To do
1. Retype the passage from the page extract about Devol Robots from "Founded in 2023, Devol" up to and including "with better embodiment.".
2. Extend the article about Devol Robots beyond the point where its text stops.

═══ Page extract ═══

Most industrial robots are still blind, deaf, and dumb. They follow a pre-programmed path, and if something is a millimeter out of place, they crash. The promise of vision AI has been to give them sight, but Sze Yuan Cheong thinks that’s only half the equation. His startup, Devol Robots, is betting the real unlock for automation isn’t just seeing the world, but feeling it [International Business Times (IBTimes UK), Feb 2025].
Founded in 2023, Devol is a small, quiet team split between San Francisco and Malaysia. They are not building another software layer to bolt onto off-the-shelf robot arms from Fanuc or ABB. They are designing the arms themselves, from the actuators up, with a physics-aware AI brain built in. The goal is a machine that understands contact, weight, and friction the way a human hand does, turning brute-force automation into something more like skilled labor [YouTube, 2024]. It’s a full-stack, deep-tech bet that tries to solve manipulation not with more data, but with better embodiment.
The bet on force, not just vision
The core of Devol’s pitch is that true robotic dexterity requires a sense of touch. Current systems use cameras and lidar to build a 3D map of the environment, then plan a collision-free path. This works for moving a box from point A to B, but it falls apart for tasks requiring pressure, like inserting a peg, polishing a surface, or assembling two parts with a tight fit. A vision-only robot will either miss the hole or smash the parts together. Devol’s approach is to embed force sensors directly into its proprietary actuators, creating a robotic hand that can sense resistance in real time and adjust its grip and motion on the fly [Teeming.ai, 2024].

═══ Data supplied ═══

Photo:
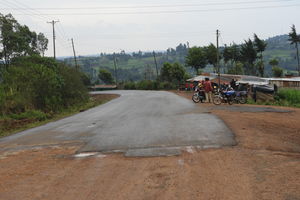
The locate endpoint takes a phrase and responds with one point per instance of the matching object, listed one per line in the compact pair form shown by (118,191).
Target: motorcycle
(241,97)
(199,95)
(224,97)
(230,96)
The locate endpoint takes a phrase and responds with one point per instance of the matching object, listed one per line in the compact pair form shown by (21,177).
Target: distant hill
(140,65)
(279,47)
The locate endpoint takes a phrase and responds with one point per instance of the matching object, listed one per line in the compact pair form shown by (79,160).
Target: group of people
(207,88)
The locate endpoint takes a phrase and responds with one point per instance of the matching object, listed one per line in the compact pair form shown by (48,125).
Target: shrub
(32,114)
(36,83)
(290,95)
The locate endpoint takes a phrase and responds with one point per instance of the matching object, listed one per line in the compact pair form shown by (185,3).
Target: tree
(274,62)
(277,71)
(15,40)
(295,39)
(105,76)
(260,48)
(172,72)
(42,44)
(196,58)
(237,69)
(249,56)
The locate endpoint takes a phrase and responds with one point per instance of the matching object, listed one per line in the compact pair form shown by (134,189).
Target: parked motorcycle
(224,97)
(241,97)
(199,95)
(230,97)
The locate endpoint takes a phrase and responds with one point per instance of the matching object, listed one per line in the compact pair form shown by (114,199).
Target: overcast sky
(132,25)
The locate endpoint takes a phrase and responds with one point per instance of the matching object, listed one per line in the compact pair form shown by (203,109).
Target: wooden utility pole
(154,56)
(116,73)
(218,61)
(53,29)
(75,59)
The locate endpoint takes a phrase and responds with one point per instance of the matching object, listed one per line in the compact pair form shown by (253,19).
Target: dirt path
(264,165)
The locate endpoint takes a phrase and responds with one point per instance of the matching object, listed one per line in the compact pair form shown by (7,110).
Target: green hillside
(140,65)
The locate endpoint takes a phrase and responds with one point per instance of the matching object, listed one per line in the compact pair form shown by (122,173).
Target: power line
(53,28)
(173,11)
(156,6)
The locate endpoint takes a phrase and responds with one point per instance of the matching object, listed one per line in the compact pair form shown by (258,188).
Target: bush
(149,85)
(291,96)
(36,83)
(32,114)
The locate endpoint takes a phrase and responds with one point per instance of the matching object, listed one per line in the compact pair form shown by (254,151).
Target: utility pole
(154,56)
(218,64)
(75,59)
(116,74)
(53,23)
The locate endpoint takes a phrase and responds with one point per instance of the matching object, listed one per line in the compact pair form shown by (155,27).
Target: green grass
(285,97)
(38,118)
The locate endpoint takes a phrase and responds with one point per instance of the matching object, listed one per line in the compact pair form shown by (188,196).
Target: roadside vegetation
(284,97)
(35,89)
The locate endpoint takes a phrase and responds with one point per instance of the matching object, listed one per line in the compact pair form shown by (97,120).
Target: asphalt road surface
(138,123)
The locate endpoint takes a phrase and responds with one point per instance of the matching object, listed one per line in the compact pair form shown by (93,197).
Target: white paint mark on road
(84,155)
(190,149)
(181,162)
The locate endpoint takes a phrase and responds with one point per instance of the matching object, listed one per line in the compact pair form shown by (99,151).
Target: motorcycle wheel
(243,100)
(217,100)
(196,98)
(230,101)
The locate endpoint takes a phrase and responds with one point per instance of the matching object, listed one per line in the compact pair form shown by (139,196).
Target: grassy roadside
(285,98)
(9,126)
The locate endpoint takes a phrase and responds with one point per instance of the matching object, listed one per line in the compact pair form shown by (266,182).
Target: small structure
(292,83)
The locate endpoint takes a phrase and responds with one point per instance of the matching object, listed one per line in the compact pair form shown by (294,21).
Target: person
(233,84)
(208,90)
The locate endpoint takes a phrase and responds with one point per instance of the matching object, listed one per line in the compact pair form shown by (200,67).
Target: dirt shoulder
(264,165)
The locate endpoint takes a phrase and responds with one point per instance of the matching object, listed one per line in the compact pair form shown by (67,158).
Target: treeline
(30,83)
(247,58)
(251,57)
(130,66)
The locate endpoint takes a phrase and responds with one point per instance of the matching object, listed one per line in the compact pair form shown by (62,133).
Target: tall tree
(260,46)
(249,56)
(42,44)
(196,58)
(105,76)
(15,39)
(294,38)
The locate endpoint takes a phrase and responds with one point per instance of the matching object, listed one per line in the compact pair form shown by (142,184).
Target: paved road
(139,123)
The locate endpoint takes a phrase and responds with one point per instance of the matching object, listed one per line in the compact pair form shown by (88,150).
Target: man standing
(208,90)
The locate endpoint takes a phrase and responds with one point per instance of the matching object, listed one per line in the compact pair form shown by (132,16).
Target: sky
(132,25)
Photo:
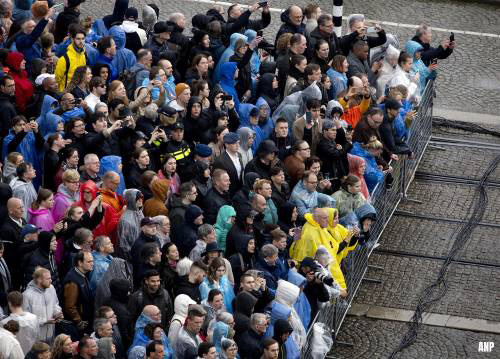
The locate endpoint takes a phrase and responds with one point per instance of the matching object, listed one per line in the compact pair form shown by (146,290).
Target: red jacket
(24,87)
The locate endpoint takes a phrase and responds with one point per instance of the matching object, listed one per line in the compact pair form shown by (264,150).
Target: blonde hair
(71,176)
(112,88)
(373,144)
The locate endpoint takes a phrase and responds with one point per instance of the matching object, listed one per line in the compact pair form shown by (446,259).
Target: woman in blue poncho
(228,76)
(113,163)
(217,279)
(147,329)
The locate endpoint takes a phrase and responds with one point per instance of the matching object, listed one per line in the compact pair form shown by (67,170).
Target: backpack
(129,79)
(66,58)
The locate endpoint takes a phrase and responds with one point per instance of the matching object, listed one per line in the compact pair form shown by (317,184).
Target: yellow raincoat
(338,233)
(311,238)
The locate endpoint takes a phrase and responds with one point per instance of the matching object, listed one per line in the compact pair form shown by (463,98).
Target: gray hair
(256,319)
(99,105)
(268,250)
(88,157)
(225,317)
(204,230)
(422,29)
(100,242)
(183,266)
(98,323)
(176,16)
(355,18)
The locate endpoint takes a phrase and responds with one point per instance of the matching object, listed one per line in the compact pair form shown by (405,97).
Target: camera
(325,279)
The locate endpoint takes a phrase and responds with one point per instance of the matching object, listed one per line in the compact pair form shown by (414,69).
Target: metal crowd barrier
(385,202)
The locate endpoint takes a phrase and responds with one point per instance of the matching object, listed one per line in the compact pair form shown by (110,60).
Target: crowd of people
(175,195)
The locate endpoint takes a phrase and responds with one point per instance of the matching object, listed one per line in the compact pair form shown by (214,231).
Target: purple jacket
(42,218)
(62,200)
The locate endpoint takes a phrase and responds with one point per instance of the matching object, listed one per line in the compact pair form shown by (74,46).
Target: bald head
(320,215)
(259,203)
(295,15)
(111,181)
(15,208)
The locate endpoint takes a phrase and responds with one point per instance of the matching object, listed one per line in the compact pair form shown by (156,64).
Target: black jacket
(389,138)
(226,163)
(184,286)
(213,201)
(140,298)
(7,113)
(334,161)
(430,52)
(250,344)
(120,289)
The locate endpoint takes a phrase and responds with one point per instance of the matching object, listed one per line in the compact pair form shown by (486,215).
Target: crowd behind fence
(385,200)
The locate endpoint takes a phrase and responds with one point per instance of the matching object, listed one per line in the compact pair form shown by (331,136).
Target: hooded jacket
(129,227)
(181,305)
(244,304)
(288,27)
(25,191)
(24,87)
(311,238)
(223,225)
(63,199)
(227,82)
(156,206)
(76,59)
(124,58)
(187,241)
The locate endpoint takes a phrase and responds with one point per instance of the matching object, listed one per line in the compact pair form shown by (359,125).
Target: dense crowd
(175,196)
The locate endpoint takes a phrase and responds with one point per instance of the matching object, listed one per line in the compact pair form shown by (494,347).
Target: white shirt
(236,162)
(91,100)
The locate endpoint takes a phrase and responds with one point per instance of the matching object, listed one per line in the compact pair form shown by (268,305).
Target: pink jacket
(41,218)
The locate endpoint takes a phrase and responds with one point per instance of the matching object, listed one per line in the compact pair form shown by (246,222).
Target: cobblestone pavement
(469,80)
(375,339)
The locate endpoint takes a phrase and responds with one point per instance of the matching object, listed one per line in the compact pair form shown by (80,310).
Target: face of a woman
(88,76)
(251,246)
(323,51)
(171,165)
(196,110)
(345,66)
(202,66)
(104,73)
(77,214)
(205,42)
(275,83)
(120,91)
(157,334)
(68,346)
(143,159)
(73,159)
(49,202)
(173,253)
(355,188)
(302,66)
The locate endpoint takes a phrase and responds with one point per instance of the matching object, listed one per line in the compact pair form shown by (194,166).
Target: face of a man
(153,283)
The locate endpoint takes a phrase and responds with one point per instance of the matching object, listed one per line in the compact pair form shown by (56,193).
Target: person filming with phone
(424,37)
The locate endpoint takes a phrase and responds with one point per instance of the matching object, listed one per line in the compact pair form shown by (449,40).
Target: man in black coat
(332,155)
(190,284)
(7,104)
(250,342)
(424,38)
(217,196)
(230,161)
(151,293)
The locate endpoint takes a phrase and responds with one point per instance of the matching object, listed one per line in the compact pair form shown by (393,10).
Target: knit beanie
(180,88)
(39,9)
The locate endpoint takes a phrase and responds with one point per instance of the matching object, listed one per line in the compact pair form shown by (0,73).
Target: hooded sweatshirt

═══

Numbered responses
1.
Founded in 2023, Devol is a small, quiet team split between San Francisco and Malaysia. They are not building another software layer to bolt onto off-the-shelf robot arms from Fanuc or ABB. They are designing the arms themselves, from the actuators up, with a physics-aware AI brain built in. The goal is a machine that understands contact, weight, and friction the way a human hand does, turning brute-force automation into something more like skilled labor [YouTube, 2024]. It’s a full-stack, deep-tech bet that tries to solve manipulation not with more data, but with better embodiment.

2.
The AI platform, which they call an "action layer for the physical world," uses this stream of force data to build a predictive model of physical interaction. The robot doesn’t just know where an object is; it learns how that object will behave when pushed, pulled, or squeezed. In a manufacturing context, this could mean a robot that can recover from a misaligned part without stopping the line, or one that can handle delicate, irregular items like food or textiles without crushing them [F6S, 2024]. The first deployments, according to the company, are in manufacturing cells, where this kind of adaptive, contact-rich manipulation is a bottleneck that pure speed can’t solve [YouTube, 2024].
Why a solo founder is building hardware
Founder Sze Yuan Cheong’s background is a mix of robotics engineering and, crucially, over a decade in manufacturing and industrial engineering [Grit Daily News, Unknown]. This isn’t an AI researcher trying to retrofit a theory onto a factory. It’s someone who has likely seen the limitations of current automation firsthand. The decision to build the hardware in-house, rather than license a software stack, is a massive undertaking for a pre-seed company. It speaks to a conviction that the sensing and the actuation must be co-designed; you can’t get true force awareness by strapping sensors onto a rigid, high-torque industrial arm built for repeatability, not sensitivity.
The team structure is lean and focused. Public records show Cheong as the solo founder and CEO, with recognition from other robotics founders suggesting he’s tapped into a technical network [LinkedIn, 2026]. The company is hiring for engineering roles, indicating a build phase centered on core R&D rather than sales [Jobstreet]. For a venture of this capital intensity, the path will depend heavily on proving a technical milestone that can attract the kind of funding needed to scale hardware production.
Where the wheels could come off
Building a new robotic arm from scratch is one of the hardest ventures in tech. The list of companies that have successfully gone from prototype to volume production in this space is short, and littered with expensive failures. Devol’s bet is a double one: first, that its force-control and AI software is meaningfully better than incumbents integrating third-party force-torque sensors, and second, that it can manufacture reliable, cost-effective hardware at scale. The competitive landscape is not standing still.
- The incumbent moat. Companies like Universal Robots have spent years refining collaborative arms (cobots) with built-in force sensing for safe human interaction. Their advantage is a massive installed base and a mature supply chain.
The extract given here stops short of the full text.